Like many large-scale health surveys, the Australian Longitudinal Study on Male Health (Ten to Men) used a complex sampling scheme. This choice was made because sampling the target population using a simple random sample was not feasible. Sampling theory therefore plays an important role in our study design because it provides a framework for efficiency gains [1]. In Ten to Men, the key elements of the sample design were the use of stratification, multi-stage sampling and cluster sampling to select prospective participants and invite them to take part in the study. This design has implications for the analysis of data from Ten to Men for both inferences about population means or prevalences, and for quantifying the magnitude of associations between exposures and outcomes. Such analysis implications are, however, often poorly understood. At the extreme, views differ on whether to *always* adjust for aspects of the study design and sampling scheme at the analysis stage (including accounting for unequal sampling fractions using inverse-probability-of-selection sampling weights) or to *never* adjust. Korn and Graubard [2] give an excellent example of this controversy using US National Health and Nutrition Examination Surveys (NHANES). At the heart of this debate is a trade-off between mitigating against bias in estimation while faithfully representing the repeated sampling variation of the corresponding estimators in order to ensure accurate inferences.

Our aims here are to (1) describe each of these competing elements as they relate to Ten to Men; (2) detail and discuss the calculation of inverse-probability-of-selection sampling weights; and (3) provide recommendations for analyses that acknowledge these aspects of the design. We use a continuous variable (weight in kilograms) and a binary variable (current smoking status: smoker or non-smoker) as illustrations throughout. Our attention is restricted to the baseline (i.e. prevalent) wave of data collection. Our analyses are conducted in Stata [3], but the same principles and procedures apply to other statistical packages.

## Methods

### Overview of the ten to men sampling design

#### Stratification

When stratification is used in a survey design, it refers to the population being partitioned into groups prior to selection of the sample [4]. Samples are then taken independently within each stratum.

The Australian Statistical Geographic Standard [5] (ASGS) used by the Australian Bureau of Statistics (ABS) classifies each location within Australia as belonging to one of five levels of remoteness: “Major Cities”, “Inner Regional”, “Outer Regional”, “Remote” and “Very Remote”. It was not feasible to survey remote and very remote regions because of the travel time required for fieldworkers to recruit potential participants into the study (less than 2.3 % of the population lives in rural and remote Australia, an area that covers most of the country), so the study was restricted to sampling from the first three strata, that is, the major cities, inner regional and outer regional areas. Inner and outer regional areas were over-sampled to ensure that questions related to regional disparities in male health could be addressed adequately. These areas therefore represented 23 % and 20 % of the sample at baseline (for inner and outer regional area, respectively) compared with population proportions of 18 % and 9 %.

### Multi-stage sampling

Sitting alongside the ASGS classification of remoteness is the ABS division of the population into “statistical areas”. The smallest units are Mesh Blocks (there are about 350,000 of these, containing on average about 75 people each), which aggregate into Statistical Area 1s (SA1s, with an average of 400 people and ranging from 200 to 800), then SA2s (averaging 10,000 people with a range of 3,000–25,000), SA3s, SA4s and finally SA5s which are the six Australian States and two Territories.

▶ _WHAT IS NEEDED_:
In the survey design excerpt, which two remoteness levels were left out of the Ten to Men sampling? The material after this point comes from a separate source.

▶ _MATERIAL_:
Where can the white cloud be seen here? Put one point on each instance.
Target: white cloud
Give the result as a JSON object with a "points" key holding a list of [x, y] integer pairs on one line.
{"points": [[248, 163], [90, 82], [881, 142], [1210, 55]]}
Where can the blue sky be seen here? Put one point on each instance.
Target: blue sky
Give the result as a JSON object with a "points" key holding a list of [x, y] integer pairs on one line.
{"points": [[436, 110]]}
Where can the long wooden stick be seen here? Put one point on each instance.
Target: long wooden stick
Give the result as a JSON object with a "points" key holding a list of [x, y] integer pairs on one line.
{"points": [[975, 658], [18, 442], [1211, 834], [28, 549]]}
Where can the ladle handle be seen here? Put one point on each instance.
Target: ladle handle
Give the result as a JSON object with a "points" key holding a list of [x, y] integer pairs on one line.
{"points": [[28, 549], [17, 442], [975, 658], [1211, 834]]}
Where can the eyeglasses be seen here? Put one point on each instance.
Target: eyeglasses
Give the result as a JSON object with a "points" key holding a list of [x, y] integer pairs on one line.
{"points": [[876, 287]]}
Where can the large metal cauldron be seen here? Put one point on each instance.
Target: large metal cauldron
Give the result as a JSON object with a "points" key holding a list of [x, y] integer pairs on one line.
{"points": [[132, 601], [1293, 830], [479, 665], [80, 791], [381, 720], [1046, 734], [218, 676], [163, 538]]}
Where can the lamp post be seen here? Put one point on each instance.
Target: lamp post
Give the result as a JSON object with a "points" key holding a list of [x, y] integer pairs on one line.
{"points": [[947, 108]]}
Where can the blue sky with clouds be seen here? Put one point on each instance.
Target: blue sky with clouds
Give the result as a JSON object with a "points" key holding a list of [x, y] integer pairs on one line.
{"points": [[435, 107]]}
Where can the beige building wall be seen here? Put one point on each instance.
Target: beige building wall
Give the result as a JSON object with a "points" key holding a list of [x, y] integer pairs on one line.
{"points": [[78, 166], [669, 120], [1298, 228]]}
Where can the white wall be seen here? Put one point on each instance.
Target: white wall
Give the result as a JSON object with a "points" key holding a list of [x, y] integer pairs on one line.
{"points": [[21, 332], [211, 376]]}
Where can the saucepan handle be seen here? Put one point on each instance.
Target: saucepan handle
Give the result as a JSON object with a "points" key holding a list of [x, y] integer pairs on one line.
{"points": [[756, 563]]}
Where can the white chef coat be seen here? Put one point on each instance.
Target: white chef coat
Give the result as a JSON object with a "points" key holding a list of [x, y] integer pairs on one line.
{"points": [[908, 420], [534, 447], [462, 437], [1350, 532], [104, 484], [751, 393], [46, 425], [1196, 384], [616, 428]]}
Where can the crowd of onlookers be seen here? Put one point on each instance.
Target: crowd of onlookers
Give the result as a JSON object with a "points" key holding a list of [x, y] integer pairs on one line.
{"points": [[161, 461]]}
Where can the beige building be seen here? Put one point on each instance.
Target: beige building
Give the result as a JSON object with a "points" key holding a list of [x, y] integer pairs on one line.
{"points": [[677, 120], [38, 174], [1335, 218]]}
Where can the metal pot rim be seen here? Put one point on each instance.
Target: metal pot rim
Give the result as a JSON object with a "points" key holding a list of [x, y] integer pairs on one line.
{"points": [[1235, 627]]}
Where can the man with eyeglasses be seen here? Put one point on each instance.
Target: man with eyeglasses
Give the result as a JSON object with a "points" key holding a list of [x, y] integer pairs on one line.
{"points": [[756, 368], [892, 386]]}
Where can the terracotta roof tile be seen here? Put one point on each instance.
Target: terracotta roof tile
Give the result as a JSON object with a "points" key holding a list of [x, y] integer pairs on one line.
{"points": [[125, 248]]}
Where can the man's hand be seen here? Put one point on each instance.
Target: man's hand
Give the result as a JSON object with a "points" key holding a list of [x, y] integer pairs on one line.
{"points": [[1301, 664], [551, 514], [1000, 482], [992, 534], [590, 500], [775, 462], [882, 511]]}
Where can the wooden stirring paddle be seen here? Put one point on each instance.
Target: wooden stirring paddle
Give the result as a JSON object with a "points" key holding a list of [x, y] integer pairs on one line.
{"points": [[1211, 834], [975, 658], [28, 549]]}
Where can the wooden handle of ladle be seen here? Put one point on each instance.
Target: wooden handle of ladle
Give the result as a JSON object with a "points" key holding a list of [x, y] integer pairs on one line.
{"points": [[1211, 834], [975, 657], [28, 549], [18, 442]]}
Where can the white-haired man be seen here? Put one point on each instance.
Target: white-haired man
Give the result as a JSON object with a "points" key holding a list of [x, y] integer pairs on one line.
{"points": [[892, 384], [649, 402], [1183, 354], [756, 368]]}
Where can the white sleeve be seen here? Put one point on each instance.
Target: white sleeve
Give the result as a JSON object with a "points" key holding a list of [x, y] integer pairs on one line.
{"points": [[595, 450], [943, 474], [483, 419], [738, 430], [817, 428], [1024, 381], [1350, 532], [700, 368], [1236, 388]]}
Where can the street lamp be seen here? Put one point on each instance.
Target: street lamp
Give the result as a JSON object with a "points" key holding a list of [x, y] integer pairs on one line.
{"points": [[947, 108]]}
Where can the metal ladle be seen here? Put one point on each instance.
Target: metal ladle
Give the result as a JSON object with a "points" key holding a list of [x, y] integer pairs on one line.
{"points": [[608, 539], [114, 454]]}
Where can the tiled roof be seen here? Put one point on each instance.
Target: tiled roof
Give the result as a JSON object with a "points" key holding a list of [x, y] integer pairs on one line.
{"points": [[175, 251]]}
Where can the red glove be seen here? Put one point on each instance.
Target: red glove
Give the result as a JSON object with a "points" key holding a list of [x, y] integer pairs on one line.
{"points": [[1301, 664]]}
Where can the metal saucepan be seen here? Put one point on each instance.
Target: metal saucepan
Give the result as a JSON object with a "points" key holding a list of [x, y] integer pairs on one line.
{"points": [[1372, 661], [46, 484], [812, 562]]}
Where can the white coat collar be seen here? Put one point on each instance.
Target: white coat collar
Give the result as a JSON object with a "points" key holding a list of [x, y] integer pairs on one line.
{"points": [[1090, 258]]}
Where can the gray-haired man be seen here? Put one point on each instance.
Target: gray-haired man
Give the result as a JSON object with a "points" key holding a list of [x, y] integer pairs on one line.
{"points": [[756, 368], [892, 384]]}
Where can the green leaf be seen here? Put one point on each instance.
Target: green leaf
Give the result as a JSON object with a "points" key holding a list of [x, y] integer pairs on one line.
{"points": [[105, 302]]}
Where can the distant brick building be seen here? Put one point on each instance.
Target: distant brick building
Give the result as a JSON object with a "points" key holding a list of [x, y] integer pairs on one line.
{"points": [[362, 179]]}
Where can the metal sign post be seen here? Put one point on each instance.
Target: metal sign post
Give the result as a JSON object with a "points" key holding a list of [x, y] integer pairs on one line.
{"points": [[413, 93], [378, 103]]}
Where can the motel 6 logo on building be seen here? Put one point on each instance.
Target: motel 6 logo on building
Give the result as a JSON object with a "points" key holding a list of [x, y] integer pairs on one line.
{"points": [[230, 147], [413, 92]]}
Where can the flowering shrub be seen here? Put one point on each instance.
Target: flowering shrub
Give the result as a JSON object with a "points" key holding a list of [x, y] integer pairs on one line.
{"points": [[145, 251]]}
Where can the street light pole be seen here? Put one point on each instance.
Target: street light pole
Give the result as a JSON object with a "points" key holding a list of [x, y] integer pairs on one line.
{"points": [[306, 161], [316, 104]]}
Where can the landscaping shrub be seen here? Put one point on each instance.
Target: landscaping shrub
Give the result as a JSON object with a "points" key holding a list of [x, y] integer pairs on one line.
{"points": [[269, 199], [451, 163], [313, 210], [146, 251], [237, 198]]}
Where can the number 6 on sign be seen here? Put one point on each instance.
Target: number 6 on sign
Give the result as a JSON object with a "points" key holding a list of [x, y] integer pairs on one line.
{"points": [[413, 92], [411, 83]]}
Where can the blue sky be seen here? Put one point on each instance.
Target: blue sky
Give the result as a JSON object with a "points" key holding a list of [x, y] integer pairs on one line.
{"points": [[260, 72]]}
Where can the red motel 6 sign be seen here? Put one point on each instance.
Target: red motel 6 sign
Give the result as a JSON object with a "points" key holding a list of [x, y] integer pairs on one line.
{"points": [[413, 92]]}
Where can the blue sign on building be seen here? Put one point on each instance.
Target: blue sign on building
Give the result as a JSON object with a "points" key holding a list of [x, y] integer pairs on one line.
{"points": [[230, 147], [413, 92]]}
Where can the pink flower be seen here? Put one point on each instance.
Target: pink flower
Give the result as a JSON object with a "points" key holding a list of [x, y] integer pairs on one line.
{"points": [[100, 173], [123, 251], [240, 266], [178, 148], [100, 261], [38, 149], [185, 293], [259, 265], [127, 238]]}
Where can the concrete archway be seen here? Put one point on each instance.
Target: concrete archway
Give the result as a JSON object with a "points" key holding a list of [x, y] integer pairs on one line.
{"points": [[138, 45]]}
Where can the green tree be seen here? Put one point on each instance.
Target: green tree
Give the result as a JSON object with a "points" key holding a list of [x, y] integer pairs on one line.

▶ _WRITTEN REPLY_:
The "Remote" and "Very Remote" levels.